[Dataset entries]

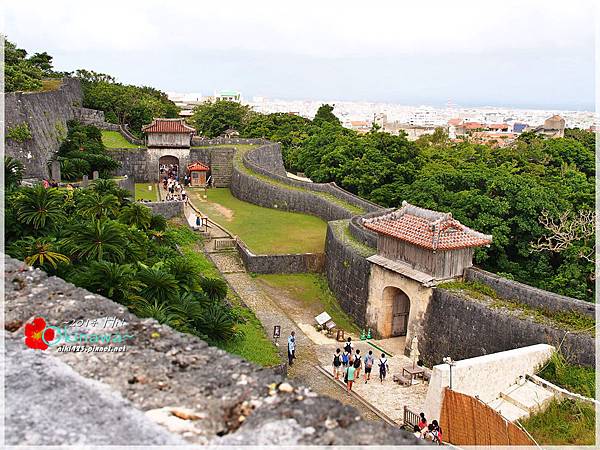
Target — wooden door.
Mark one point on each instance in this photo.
(400, 310)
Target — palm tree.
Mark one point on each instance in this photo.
(95, 206)
(216, 323)
(97, 240)
(115, 281)
(38, 252)
(158, 285)
(186, 274)
(136, 214)
(13, 172)
(40, 207)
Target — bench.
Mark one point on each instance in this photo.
(401, 380)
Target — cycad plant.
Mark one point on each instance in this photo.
(137, 215)
(98, 240)
(39, 207)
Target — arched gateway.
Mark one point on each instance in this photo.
(416, 248)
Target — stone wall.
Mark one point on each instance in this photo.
(461, 328)
(228, 401)
(166, 209)
(347, 272)
(534, 297)
(285, 263)
(46, 114)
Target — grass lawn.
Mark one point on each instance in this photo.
(142, 192)
(114, 139)
(311, 289)
(563, 422)
(264, 230)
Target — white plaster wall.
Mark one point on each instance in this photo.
(379, 317)
(484, 376)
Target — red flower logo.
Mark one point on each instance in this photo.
(34, 332)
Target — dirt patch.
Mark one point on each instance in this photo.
(225, 212)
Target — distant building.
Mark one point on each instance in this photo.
(168, 133)
(229, 96)
(554, 127)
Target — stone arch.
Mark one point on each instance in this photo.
(384, 286)
(396, 304)
(168, 160)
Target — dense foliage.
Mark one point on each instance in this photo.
(124, 103)
(498, 191)
(97, 239)
(82, 152)
(25, 73)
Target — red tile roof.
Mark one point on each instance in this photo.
(198, 166)
(428, 229)
(168, 126)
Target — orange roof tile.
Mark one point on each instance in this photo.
(168, 126)
(428, 229)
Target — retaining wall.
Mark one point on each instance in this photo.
(166, 209)
(462, 328)
(287, 263)
(46, 114)
(534, 297)
(347, 272)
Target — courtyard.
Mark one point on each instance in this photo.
(263, 230)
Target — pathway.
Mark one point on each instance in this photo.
(270, 314)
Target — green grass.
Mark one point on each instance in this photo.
(312, 290)
(253, 343)
(263, 230)
(578, 379)
(569, 320)
(563, 422)
(142, 192)
(114, 139)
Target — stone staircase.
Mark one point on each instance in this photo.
(521, 399)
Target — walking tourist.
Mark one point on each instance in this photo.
(291, 347)
(337, 363)
(383, 367)
(368, 365)
(349, 378)
(357, 364)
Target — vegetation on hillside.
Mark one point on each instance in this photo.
(97, 239)
(124, 103)
(515, 193)
(26, 73)
(82, 152)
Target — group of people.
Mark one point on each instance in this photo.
(350, 363)
(430, 432)
(175, 191)
(169, 170)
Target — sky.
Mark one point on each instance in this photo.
(534, 53)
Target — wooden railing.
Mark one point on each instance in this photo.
(410, 418)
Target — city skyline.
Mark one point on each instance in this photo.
(529, 55)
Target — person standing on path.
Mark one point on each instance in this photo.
(383, 367)
(291, 347)
(368, 365)
(349, 378)
(337, 363)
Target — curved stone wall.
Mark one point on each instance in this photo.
(46, 115)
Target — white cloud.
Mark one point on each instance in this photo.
(313, 28)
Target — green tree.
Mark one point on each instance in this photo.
(212, 119)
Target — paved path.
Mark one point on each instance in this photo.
(270, 314)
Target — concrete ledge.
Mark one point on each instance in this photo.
(234, 401)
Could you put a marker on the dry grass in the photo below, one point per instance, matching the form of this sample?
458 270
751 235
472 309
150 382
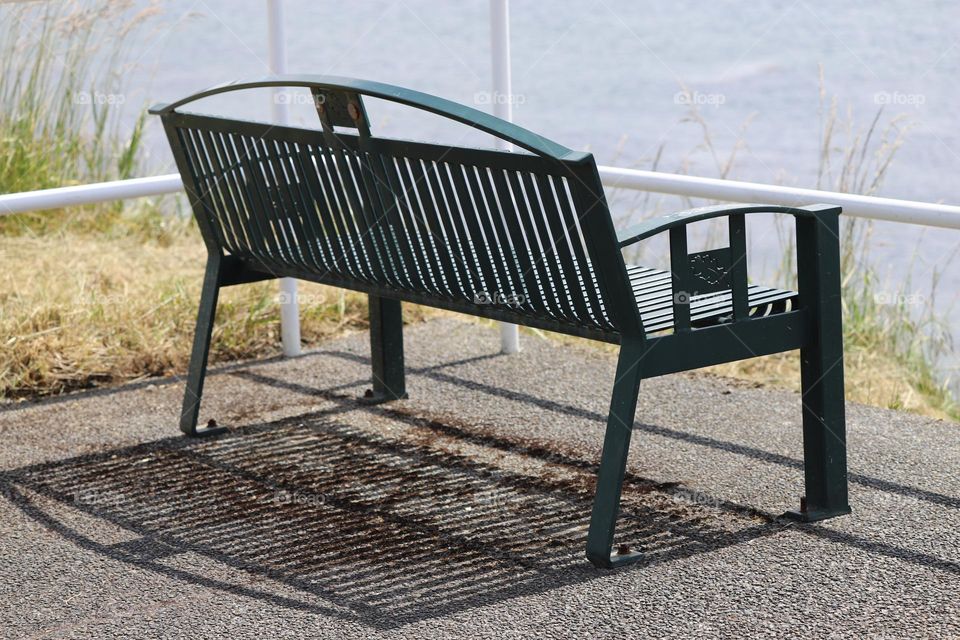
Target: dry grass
80 309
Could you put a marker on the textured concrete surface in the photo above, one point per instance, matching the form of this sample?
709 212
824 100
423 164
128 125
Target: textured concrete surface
462 511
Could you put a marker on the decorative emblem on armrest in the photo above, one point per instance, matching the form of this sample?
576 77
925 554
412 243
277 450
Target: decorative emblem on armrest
710 271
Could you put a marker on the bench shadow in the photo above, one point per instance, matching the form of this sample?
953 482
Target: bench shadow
313 514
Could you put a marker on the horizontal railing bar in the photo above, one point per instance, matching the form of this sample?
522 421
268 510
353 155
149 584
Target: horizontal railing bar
888 209
58 198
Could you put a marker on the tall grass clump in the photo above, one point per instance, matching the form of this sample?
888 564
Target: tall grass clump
105 293
60 104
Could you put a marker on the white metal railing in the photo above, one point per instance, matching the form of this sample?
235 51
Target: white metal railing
888 209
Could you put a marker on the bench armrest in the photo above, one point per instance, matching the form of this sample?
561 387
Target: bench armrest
725 269
653 226
523 138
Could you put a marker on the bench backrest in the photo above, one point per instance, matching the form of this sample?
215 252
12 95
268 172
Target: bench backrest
527 234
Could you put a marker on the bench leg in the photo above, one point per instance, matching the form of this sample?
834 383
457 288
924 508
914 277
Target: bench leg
821 374
613 462
386 350
201 348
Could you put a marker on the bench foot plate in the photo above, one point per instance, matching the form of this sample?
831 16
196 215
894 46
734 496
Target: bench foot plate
378 397
815 516
615 560
206 432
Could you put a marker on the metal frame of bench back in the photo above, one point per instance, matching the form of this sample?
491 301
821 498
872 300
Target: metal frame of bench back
418 222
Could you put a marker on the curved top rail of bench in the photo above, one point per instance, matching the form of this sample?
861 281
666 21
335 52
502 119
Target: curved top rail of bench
485 122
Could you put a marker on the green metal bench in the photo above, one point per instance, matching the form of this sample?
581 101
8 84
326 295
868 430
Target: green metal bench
522 237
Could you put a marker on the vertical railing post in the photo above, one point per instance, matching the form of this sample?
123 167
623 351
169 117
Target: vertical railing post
289 305
502 101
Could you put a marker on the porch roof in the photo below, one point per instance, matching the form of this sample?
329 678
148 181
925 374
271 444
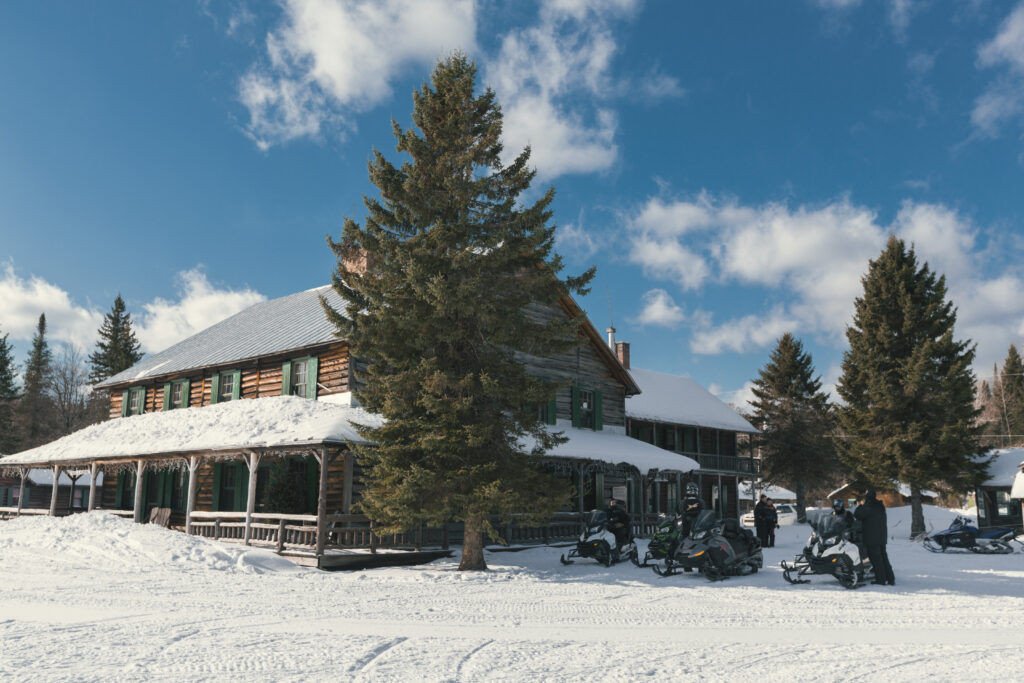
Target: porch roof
278 422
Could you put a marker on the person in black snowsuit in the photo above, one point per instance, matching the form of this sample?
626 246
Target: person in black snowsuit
620 522
772 522
875 530
761 520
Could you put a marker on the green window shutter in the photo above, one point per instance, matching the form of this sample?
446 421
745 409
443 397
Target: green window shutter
312 483
214 388
311 366
241 486
217 468
286 378
119 500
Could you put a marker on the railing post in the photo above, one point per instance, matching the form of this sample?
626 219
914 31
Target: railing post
281 536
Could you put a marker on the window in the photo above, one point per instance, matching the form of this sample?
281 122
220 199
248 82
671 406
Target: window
587 409
298 378
225 385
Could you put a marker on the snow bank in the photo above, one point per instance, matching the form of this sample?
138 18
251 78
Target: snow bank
276 421
102 541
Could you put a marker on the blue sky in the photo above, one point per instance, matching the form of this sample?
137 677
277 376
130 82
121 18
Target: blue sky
729 167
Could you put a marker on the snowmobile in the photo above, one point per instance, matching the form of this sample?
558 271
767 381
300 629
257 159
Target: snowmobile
664 543
598 542
832 552
962 535
717 549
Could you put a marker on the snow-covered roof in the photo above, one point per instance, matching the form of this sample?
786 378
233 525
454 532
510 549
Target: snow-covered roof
615 449
292 322
681 400
252 423
1005 466
774 493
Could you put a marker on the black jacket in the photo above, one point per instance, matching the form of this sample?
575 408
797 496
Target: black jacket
875 528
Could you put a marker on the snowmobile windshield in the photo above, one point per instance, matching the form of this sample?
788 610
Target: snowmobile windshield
829 525
597 518
705 522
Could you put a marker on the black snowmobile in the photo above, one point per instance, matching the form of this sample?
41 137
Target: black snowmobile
717 549
598 542
665 541
830 551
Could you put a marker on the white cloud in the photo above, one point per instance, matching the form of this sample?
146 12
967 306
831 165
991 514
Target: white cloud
659 308
201 304
1003 100
162 323
22 301
331 58
816 256
742 335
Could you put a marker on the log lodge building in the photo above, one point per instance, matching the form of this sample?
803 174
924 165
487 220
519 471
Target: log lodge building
196 430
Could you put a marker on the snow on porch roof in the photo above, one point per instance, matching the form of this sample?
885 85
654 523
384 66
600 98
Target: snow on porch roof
681 400
292 322
615 449
251 423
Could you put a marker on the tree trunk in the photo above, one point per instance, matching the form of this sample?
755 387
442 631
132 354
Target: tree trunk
472 546
916 513
801 503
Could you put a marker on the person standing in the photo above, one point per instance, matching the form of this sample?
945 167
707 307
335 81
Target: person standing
761 520
875 531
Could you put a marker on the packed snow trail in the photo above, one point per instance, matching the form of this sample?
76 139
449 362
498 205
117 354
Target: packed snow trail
94 597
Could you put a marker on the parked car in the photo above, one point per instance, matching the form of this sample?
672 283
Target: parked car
786 515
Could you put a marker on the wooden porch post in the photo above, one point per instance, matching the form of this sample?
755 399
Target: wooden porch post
190 505
53 491
346 500
252 460
322 503
139 468
93 470
20 491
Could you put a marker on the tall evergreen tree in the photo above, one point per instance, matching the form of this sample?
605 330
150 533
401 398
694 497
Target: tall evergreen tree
35 407
437 285
909 413
796 421
117 347
8 396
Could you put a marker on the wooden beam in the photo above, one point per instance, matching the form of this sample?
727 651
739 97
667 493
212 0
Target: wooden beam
20 492
93 469
346 500
252 460
324 461
139 469
190 505
53 491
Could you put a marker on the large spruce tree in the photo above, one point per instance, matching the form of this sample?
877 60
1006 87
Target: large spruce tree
796 421
8 396
909 413
438 283
117 347
36 409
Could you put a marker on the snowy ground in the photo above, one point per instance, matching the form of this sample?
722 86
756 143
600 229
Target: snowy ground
94 597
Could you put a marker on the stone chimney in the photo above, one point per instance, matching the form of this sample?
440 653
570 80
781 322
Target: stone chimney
623 353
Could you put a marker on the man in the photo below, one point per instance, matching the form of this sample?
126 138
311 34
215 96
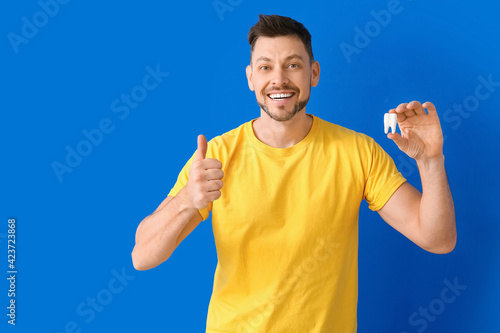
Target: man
285 219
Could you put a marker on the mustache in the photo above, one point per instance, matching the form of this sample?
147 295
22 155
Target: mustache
280 89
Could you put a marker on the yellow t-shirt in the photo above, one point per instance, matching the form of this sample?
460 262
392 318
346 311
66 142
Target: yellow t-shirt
286 228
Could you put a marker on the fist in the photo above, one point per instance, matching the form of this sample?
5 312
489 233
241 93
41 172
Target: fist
205 177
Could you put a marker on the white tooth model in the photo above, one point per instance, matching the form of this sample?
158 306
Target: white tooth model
390 120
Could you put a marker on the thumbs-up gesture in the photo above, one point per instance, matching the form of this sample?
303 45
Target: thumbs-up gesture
205 177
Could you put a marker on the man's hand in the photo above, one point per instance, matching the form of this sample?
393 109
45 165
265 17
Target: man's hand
205 177
421 135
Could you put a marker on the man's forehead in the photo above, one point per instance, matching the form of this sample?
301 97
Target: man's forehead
267 48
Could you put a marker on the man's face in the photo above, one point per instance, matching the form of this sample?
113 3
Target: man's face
281 75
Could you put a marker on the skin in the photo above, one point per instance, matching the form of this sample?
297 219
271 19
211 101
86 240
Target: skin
281 64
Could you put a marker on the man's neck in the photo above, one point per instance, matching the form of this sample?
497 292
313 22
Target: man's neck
282 134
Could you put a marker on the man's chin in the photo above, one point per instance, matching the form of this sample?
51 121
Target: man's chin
281 114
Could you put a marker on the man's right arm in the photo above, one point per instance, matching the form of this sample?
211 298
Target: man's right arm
159 234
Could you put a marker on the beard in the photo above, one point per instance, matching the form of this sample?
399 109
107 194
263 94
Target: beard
299 106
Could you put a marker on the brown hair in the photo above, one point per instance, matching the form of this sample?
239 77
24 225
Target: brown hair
274 26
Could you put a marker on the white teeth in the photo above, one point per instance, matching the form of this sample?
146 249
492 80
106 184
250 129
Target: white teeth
390 120
280 96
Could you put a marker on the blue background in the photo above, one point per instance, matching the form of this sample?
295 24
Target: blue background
76 233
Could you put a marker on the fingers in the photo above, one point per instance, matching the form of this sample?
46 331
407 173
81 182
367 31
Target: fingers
401 142
416 107
431 109
407 110
201 152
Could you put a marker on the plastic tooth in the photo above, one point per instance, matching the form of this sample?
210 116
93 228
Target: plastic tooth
390 120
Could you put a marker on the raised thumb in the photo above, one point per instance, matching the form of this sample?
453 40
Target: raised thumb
201 152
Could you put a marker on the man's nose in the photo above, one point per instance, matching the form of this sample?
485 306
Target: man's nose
279 78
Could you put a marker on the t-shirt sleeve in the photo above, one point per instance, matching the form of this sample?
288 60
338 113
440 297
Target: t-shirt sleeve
383 178
182 181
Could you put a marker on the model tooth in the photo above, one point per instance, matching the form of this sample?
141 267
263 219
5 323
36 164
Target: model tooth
390 120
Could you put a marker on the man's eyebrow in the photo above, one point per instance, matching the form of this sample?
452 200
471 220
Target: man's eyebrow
262 59
290 57
294 56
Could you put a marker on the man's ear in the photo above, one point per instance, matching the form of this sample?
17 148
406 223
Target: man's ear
249 77
315 70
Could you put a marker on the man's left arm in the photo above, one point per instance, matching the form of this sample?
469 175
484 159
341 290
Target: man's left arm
427 218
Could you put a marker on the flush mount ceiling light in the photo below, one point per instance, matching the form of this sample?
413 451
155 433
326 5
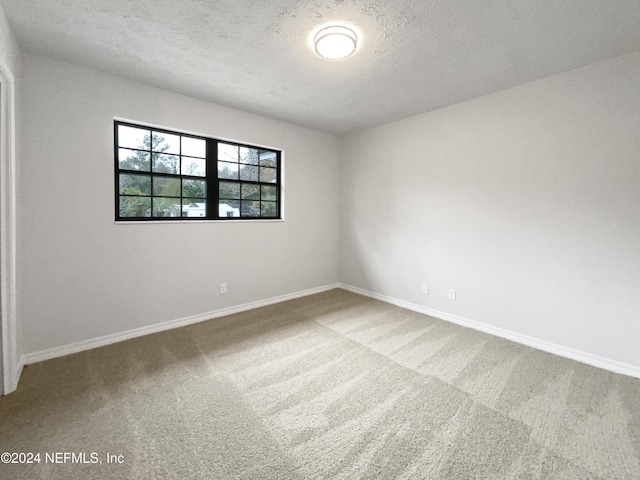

YOUR INSTRUCTIONS: Pull out the lines above in which the word "tile" appears.

SOLUTION FOR THIS EXERCISE:
Target — red tile roof.
Target — orange roof tile.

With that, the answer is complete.